- **Coordinate labeling data**
════════════════════

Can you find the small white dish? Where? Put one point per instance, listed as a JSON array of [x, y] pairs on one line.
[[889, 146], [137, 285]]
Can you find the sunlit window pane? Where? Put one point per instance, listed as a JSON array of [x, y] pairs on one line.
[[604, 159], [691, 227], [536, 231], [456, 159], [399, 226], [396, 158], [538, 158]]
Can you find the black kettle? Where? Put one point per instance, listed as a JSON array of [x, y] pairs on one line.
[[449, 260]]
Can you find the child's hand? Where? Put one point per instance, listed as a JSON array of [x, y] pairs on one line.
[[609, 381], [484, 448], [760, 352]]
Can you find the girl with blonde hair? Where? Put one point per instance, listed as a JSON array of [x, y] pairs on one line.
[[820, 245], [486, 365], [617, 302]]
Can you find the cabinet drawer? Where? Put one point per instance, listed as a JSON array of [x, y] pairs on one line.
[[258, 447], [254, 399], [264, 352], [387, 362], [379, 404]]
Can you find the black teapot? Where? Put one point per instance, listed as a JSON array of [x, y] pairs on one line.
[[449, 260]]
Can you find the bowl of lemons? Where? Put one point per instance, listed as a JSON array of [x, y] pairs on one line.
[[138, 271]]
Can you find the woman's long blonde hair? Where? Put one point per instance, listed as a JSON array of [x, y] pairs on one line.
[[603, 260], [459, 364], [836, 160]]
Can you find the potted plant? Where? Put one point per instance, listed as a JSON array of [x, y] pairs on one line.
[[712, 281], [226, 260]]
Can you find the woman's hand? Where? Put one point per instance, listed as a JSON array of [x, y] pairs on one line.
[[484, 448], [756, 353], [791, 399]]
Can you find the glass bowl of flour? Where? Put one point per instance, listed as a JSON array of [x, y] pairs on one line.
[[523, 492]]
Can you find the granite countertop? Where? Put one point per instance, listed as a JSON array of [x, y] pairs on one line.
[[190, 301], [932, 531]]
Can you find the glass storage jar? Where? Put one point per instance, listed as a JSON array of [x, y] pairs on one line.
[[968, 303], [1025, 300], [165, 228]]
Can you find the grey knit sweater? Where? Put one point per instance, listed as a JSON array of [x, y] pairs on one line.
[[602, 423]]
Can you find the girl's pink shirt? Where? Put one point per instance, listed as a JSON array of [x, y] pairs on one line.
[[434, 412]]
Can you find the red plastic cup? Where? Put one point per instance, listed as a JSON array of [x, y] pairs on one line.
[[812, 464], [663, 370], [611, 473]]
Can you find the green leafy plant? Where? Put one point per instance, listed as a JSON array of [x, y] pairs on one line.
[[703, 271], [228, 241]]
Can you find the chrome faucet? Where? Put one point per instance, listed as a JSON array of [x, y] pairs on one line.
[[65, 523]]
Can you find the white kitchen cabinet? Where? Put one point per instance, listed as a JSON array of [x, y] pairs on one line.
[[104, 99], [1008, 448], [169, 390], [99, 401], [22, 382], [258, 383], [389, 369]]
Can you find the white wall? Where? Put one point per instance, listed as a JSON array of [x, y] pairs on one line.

════════════════════

- **What you have to do**
Copy out every one of the entries above line by line, changing nothing.

- **Written answer**
Can you find the small white dish? Where? Put one point per instance, listed as a JSON array of [x, y] pairs on one line.
[[889, 146], [137, 285]]
Can you find the sunlit window pane? Where? Put one point per instance, listed as a JSON array of [x, y] pairs on one line.
[[604, 159], [691, 227], [536, 231], [456, 159], [399, 226], [396, 158], [538, 158]]
Can you find the black kettle? Where? Put one point per instance, listed as a JSON array of [x, y] pairs on one line.
[[449, 260]]
Can you find the child's hand? Where? Put one point per instance, listed as a JSON array of [x, y] pairs on one line.
[[609, 381], [484, 448], [760, 352]]
Can you find the girl with blonde hair? Where? Put one point per instance, listed as a JSON array of [x, y] pairs on one line.
[[820, 245], [486, 365], [617, 302]]
Can you find the cabinet drawer? Where? Put one point per instance, listed as a JSON array of [x, y] pairs on one line.
[[258, 447], [254, 399], [264, 352], [387, 362], [379, 404]]
Can you find the black teapot? Where? Put one point per instance, listed as a JSON array of [x, y] pairs on one line.
[[449, 260]]
Can you find the bowl of lemons? Where? Put one point per instance, listed as a JSON array of [x, y] pairs on one line.
[[138, 271]]
Can you find the woman's long blonde hair? Where? Put one point per instance, listed as a JSON array of [x, y] pairs on one line.
[[603, 260], [459, 364], [836, 160]]
Can you find the potted plant? Where? Put one point per instance, listed as a JSON array of [x, y] pairs on one line.
[[712, 281], [226, 260]]
Can you find the woman's hand? Where? Put one point per instance, listed as a JSON array of [x, y] pairs on one line.
[[484, 448], [756, 353], [791, 399]]
Can you find the glass bowl of flour? Where? Put one point per instance, listed as a JSON array of [x, y] pairs on one line.
[[523, 492]]
Can you find the granite countertop? Where? Put one point per instance, listed as a JSON array of [x, y] pairs on one line.
[[190, 301], [932, 531]]
Can you find the glass storage jar? Where? Put one point per instance, listed as a JSON array of [x, y] pairs on one line.
[[968, 303], [1025, 300], [165, 228]]
Can you find the grey knit sweater? Where? Put one point per instance, listed as a JSON array of [x, y] pairs on one line.
[[602, 423]]
Can you find the girl's pink shirt? Where? Put one point per instance, listed as a JSON array of [x, y] pairs on one line.
[[434, 412]]
Can you find the red plastic cup? Where? Put one point per instance, listed as a JSON array of [x, y] pairs on one line.
[[812, 464], [663, 370], [611, 473]]
Can you find the green leafy plant? Where? Put one point per instance, listed as a JSON array of [x, y] pairs on one line.
[[703, 271], [228, 241]]
Can you find the chrome faucet? Where? Put one point per instance, listed as a JSON array of [x, y] pairs on one line.
[[65, 523]]
Can you find the white kitchen cabinet? Where? Put one point per instance, listed as a JSON array of [x, y] pairs on one line.
[[104, 99], [1008, 448], [169, 390], [99, 401], [22, 382], [258, 383], [389, 369]]
Can you find the white wall? Where? Put one point per instance, listed as a JSON array of [x, y] pairs on one line.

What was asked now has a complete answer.